**Work task**: The exercise calls for a faithful copy of all the data.

═══

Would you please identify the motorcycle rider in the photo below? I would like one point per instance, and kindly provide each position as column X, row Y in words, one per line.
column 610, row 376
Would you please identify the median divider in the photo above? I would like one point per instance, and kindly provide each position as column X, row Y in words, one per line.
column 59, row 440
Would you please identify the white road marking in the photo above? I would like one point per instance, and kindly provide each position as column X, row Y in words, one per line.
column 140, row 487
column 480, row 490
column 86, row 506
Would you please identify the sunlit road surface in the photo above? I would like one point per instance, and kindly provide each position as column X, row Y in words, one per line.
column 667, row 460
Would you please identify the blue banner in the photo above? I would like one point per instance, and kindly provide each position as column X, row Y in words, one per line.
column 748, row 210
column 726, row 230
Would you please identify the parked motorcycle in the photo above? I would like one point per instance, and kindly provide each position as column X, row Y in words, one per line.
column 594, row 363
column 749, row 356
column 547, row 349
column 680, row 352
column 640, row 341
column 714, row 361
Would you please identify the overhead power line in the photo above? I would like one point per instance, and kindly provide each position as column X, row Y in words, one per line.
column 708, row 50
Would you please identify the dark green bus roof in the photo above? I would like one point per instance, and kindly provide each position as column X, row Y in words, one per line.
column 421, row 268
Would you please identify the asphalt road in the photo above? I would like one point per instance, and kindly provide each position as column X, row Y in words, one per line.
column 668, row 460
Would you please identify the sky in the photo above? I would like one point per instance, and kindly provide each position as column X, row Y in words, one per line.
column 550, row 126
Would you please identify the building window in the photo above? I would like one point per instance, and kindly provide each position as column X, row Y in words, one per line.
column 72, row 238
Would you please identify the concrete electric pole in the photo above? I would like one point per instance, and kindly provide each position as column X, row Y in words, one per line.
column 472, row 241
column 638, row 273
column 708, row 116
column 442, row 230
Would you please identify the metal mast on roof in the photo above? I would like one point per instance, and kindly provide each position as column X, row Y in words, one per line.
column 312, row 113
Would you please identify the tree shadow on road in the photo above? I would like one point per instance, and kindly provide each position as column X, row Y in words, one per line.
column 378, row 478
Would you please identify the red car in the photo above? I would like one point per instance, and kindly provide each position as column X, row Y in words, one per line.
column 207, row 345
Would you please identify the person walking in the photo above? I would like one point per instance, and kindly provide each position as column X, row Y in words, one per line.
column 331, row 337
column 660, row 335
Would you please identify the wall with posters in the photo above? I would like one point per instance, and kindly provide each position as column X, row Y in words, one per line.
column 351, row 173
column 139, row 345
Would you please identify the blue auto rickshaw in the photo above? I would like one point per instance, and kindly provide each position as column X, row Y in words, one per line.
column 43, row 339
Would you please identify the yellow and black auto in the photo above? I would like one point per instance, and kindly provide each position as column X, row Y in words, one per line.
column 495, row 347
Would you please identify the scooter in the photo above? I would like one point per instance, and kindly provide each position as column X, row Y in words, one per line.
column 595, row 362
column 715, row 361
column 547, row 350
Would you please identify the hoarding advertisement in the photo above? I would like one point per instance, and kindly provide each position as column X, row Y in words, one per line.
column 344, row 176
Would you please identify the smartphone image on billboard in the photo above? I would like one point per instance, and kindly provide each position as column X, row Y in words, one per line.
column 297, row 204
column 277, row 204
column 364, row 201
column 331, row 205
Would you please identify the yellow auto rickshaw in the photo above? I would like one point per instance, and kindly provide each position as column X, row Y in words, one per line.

═══

**Solved exercise**:
Would you please identify the motorcycle rider in the photo below? I would like one point per instance, and kindly provide each position as column X, row Y in words, one per line.
column 610, row 376
Would you please identify the median divider in the photo above? I would like one point per instance, and kindly provide each position as column X, row Y in words, one per line.
column 59, row 440
Would you please identify the white road marking in the photo above? I would like one point per instance, and kindly provide each position as column X, row Y in words, one per line.
column 140, row 487
column 480, row 490
column 86, row 506
Would you please identify the sunlit road surface in the photo above? I would like one point per instance, and kindly provide each position as column X, row Y in words, one per line.
column 667, row 460
Would you please identify the blue banner in the photo above? I would like one point per instance, and kindly provide each position as column X, row Y in words, one per line.
column 748, row 210
column 726, row 230
Would you please identify the parked motorcycle in the photo above? I would like one point per instance, and kindly provide each position as column X, row Y in words, one per line.
column 594, row 363
column 749, row 356
column 547, row 349
column 680, row 352
column 640, row 341
column 714, row 361
Would you please identify the overhead power line in the photo above? I would like one point per instance, and kindly provide each position as column X, row Y in words, one per line.
column 708, row 50
Would you please identify the dark green bus roof in the photo above? I would like one point per instance, and kindly provide each position as column X, row Y in words, one per line.
column 421, row 268
Would you please identify the asphalt road in the photo above? I would like one point per instance, and kindly provide each position as column X, row Y in words, one per line.
column 668, row 460
Would you please identify the sky in the photo above? I would like one point per instance, and kindly provide each position as column X, row Y in words, one per line.
column 550, row 126
Would you please identify the building window in the photo above? I would like one point per instance, and kindly provide each position as column X, row Y in words, one per line.
column 72, row 238
Would you please identify the concrete electric pole in the photo above? I would like one point per instance, and kindly provide each position as column X, row Y in words, one per line.
column 472, row 241
column 638, row 273
column 708, row 116
column 442, row 230
Would you please identify the metal mast on roof in the photo above? I would like one point per instance, and kindly provide each position as column X, row Y in words, one per line.
column 312, row 113
Would you please identify the tree shadow on road in the photo above? I would like one point per instance, and kindly provide each position as column X, row Y in words, one per line.
column 378, row 478
Would you please identify the red car in the photo above? I would like one point per instance, and kindly provide each position as column X, row Y in words, one per line.
column 207, row 345
Would you please identify the person walking in the photo above? I would like one point per instance, and kindly provide each position as column X, row Y in words, one per line.
column 331, row 337
column 660, row 335
Would you please identify the wall with posters in the photo above? I would like one point per instance, and kindly provide each position as column X, row Y in words, one per line.
column 351, row 173
column 139, row 345
Would you please identify the blue auto rickshaw in the photo above? I would like one point per instance, and kindly provide each position as column X, row Y in words, one per line.
column 43, row 339
Would you please identify the yellow and black auto in the photo above? I would like one point per instance, and kindly provide each position as column X, row Y in words, one per line.
column 495, row 347
Would you please identify the scooter in the photo above? I would like one point per instance, and kindly provide each position as column X, row Y in words, one per line.
column 595, row 362
column 715, row 361
column 547, row 350
Would you please identify the hoarding advertisement in the photo above? I would like one point per instance, and kindly provide each position as column X, row Y in words, one per line.
column 344, row 176
Would you please identify the smartphone image on billboard in the photo above? I would like one point per instance, and kindly provide each position as column X, row Y in words, one per line.
column 297, row 204
column 277, row 204
column 364, row 201
column 331, row 205
Would you please identify the yellow auto rickshaw in the photo above? I would like one point per instance, and kindly provide each position as column X, row Y in words, one per line.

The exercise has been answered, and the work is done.